THE EXERCISE:
Reproduce the listing from the line with "boy's jeans, one" up to and including the last line of the listing. Swap "one point per instance" for "a single point per instance" and leave everything else unchanged.
## Start INFORMATION SUPPLIED
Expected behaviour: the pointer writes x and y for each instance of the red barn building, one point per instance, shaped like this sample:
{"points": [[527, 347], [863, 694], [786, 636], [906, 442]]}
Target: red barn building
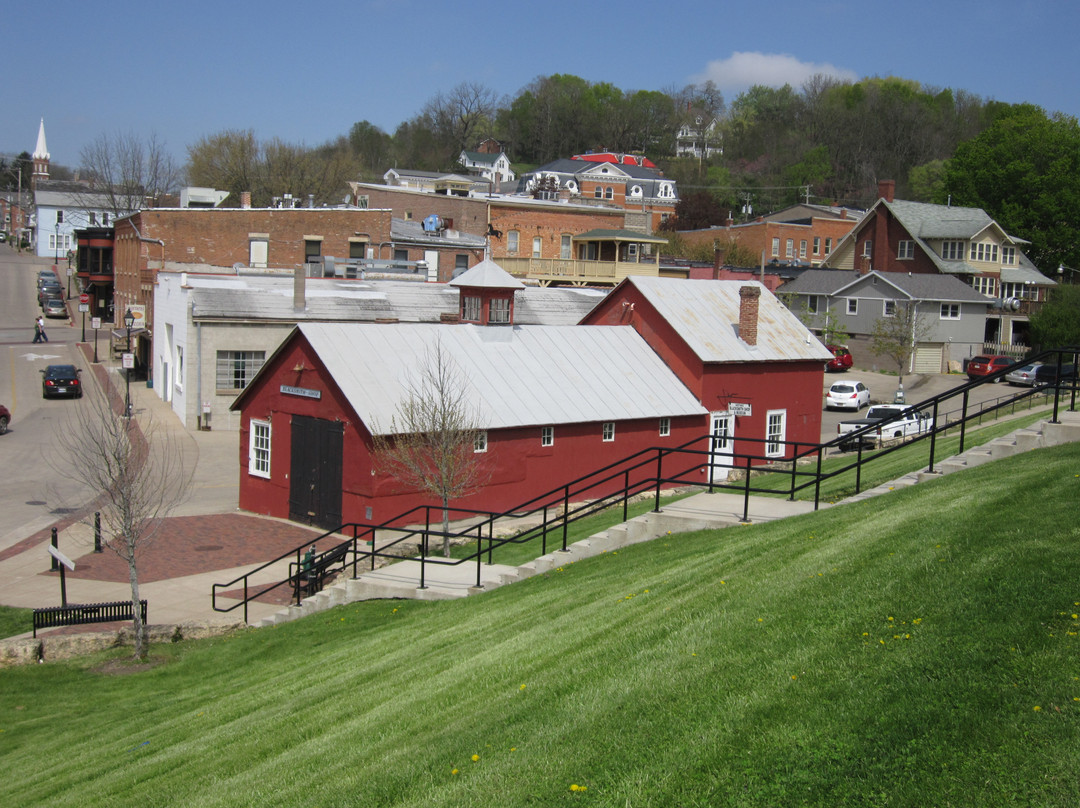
{"points": [[556, 402], [750, 361]]}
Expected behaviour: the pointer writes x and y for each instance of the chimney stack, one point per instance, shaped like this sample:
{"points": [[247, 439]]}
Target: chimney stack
{"points": [[748, 299]]}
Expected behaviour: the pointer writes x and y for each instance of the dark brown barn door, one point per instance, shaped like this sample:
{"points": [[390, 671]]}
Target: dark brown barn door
{"points": [[314, 492]]}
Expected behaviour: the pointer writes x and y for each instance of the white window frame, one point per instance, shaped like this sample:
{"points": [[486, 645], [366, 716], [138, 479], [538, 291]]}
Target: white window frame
{"points": [[775, 432], [178, 380], [258, 448], [471, 308], [498, 311]]}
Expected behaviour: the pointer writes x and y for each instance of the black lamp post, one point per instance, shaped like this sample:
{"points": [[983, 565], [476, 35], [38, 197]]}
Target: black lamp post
{"points": [[129, 321]]}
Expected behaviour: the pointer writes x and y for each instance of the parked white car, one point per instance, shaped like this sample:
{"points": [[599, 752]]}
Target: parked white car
{"points": [[848, 395]]}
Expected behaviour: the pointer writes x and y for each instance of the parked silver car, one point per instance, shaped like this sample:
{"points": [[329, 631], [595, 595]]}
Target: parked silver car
{"points": [[848, 395], [1023, 376]]}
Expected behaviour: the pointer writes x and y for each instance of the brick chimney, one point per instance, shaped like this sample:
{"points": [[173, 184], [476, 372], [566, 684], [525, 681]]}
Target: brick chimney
{"points": [[748, 298]]}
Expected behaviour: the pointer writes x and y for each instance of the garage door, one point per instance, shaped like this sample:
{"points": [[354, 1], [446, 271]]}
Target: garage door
{"points": [[928, 360]]}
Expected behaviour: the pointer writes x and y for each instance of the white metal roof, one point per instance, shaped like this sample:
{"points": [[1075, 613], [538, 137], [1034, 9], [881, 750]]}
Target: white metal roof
{"points": [[705, 314], [515, 376]]}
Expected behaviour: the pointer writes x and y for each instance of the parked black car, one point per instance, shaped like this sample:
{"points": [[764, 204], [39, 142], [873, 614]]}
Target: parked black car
{"points": [[61, 380], [1048, 374]]}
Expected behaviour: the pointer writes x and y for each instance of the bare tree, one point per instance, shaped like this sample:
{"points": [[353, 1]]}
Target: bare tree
{"points": [[432, 442], [129, 172], [898, 336], [142, 473]]}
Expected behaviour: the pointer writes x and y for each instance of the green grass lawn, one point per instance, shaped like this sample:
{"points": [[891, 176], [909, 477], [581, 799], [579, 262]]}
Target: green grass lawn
{"points": [[915, 649], [15, 621]]}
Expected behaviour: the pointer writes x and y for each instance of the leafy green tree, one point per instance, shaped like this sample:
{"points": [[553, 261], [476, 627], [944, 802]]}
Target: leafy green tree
{"points": [[1057, 323], [1024, 171]]}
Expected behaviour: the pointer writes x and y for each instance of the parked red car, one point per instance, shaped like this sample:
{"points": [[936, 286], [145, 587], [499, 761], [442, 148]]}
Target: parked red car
{"points": [[841, 359], [983, 365]]}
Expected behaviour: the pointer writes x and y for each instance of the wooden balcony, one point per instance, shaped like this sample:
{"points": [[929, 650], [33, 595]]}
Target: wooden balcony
{"points": [[574, 272]]}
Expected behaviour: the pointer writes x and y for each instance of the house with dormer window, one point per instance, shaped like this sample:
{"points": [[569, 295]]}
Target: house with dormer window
{"points": [[624, 184], [916, 238]]}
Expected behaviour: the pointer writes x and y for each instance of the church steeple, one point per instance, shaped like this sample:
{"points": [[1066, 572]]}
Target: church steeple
{"points": [[40, 157]]}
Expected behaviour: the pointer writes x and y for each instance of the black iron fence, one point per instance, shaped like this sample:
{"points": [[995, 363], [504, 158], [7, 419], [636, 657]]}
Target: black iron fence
{"points": [[52, 617], [707, 462]]}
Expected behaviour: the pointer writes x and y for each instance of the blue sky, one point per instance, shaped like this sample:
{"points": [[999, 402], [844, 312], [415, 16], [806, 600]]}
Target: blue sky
{"points": [[306, 71]]}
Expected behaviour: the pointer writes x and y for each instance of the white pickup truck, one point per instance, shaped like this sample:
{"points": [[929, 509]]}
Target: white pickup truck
{"points": [[906, 421]]}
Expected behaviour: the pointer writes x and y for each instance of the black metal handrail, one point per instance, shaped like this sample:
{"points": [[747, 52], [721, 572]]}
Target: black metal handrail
{"points": [[651, 470]]}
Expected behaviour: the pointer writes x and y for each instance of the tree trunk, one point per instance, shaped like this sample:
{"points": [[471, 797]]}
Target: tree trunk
{"points": [[446, 528], [137, 624]]}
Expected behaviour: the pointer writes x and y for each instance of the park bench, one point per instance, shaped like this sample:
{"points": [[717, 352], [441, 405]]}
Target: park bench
{"points": [[312, 579], [52, 617]]}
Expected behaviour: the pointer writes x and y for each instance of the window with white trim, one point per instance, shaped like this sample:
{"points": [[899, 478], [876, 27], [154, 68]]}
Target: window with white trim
{"points": [[499, 311], [984, 252], [258, 449], [470, 308], [237, 368], [775, 426], [178, 382], [953, 251], [985, 285]]}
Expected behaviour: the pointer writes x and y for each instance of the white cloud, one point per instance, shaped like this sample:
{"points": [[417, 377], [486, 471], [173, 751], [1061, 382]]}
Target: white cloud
{"points": [[742, 70]]}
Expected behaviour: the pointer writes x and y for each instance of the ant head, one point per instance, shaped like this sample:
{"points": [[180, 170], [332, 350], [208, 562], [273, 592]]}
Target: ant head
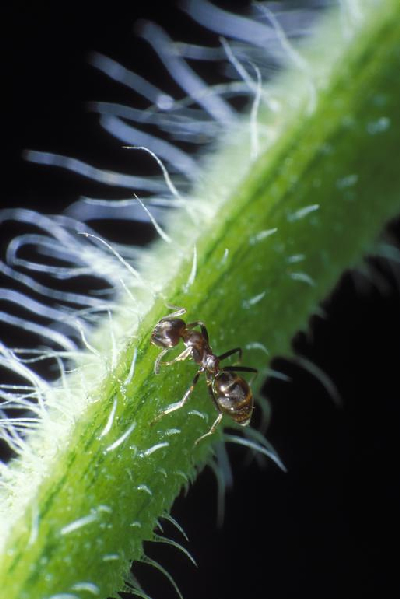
{"points": [[168, 332], [211, 363]]}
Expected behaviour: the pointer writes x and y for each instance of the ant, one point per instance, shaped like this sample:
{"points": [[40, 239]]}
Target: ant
{"points": [[230, 393]]}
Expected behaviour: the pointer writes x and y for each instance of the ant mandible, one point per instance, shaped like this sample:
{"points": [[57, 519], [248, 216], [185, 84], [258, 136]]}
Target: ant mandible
{"points": [[230, 393]]}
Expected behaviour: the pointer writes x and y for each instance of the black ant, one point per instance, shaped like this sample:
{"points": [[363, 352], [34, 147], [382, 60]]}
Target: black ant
{"points": [[230, 393]]}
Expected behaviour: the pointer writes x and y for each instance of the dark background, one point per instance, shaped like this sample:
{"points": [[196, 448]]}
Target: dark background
{"points": [[325, 529]]}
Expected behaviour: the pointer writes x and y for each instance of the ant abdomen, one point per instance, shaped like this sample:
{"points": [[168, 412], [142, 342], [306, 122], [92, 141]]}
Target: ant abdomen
{"points": [[168, 332], [233, 396]]}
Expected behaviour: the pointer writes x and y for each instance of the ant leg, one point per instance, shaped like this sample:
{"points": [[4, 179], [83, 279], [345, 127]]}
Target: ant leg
{"points": [[199, 323], [242, 369], [182, 356], [181, 403], [178, 312], [212, 429], [218, 418], [236, 350]]}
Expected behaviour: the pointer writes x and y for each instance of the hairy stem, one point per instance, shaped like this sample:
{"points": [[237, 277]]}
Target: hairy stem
{"points": [[309, 206]]}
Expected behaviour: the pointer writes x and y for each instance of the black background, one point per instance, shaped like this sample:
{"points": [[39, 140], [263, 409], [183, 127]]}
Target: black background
{"points": [[329, 527]]}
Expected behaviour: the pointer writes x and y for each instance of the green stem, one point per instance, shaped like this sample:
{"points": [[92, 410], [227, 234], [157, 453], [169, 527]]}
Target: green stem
{"points": [[308, 208]]}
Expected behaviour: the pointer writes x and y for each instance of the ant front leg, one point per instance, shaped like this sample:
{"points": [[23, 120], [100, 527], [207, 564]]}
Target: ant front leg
{"points": [[176, 406], [203, 328], [182, 356], [217, 420], [236, 350], [243, 369]]}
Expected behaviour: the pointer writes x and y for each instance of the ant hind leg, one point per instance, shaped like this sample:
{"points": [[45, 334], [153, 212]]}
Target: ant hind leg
{"points": [[212, 429], [179, 404]]}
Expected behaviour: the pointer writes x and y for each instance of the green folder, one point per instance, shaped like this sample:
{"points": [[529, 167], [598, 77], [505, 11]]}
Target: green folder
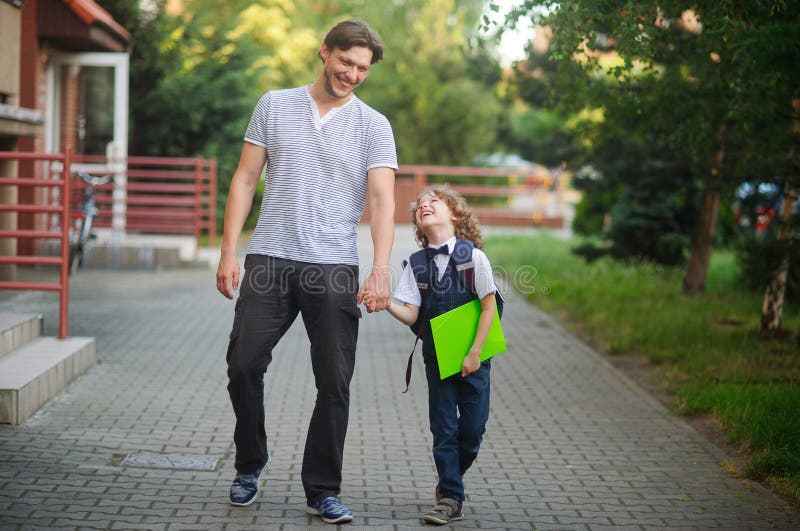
{"points": [[453, 335]]}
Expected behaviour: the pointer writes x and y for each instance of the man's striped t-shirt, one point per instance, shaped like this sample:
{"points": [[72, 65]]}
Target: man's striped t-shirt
{"points": [[316, 176]]}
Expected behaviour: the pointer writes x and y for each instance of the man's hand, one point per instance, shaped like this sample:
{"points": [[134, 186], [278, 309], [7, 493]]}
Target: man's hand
{"points": [[228, 274], [377, 286]]}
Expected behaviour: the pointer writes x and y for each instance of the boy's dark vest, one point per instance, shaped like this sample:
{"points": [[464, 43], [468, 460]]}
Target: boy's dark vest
{"points": [[439, 296]]}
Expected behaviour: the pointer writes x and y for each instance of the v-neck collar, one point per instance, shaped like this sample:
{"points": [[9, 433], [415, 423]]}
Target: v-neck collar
{"points": [[319, 121]]}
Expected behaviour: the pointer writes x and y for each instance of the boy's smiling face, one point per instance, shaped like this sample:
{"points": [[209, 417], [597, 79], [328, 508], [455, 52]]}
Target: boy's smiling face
{"points": [[432, 211]]}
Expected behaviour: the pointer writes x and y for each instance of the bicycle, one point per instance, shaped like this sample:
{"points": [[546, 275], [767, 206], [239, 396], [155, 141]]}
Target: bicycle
{"points": [[86, 215]]}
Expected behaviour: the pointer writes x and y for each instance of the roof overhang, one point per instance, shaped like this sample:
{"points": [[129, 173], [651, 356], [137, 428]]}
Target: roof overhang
{"points": [[80, 25], [19, 121]]}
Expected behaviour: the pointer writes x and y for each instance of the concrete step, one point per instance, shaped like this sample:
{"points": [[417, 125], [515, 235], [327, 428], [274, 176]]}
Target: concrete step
{"points": [[17, 329], [38, 371]]}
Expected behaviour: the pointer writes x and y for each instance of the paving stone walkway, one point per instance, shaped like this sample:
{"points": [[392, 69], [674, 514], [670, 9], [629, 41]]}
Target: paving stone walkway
{"points": [[571, 442]]}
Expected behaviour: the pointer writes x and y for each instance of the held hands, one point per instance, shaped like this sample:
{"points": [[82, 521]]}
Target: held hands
{"points": [[375, 291]]}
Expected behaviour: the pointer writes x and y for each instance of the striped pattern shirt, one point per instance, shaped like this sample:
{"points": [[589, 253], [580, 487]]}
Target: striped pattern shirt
{"points": [[316, 178]]}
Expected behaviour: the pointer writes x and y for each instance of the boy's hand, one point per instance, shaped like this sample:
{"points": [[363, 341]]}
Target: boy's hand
{"points": [[377, 286], [471, 363]]}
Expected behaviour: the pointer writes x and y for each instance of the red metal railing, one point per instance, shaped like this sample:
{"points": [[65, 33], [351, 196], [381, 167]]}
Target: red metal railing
{"points": [[498, 196], [164, 195], [62, 210]]}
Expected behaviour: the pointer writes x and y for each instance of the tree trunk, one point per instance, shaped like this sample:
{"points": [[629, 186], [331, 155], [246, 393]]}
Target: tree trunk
{"points": [[772, 308], [694, 281]]}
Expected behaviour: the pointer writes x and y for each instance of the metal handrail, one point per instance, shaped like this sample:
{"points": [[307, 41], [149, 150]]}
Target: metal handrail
{"points": [[64, 183]]}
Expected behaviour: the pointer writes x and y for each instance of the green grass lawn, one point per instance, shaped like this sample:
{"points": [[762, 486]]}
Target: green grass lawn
{"points": [[708, 351]]}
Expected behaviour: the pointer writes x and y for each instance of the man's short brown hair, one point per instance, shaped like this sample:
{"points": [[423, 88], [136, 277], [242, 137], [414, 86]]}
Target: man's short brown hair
{"points": [[353, 32]]}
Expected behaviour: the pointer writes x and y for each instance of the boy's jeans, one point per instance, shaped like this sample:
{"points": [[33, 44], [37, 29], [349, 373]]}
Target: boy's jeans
{"points": [[272, 293], [458, 409]]}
## End INFORMATION SUPPLIED
RESULT OF THIS EXERCISE:
Expected behaviour: the pointer writes x and y for each instance of the boy's jeans, a single point per instance, shaped like this sample:
{"points": [[33, 44], [37, 29], [349, 373]]}
Target: boy's jeans
{"points": [[272, 293], [458, 409]]}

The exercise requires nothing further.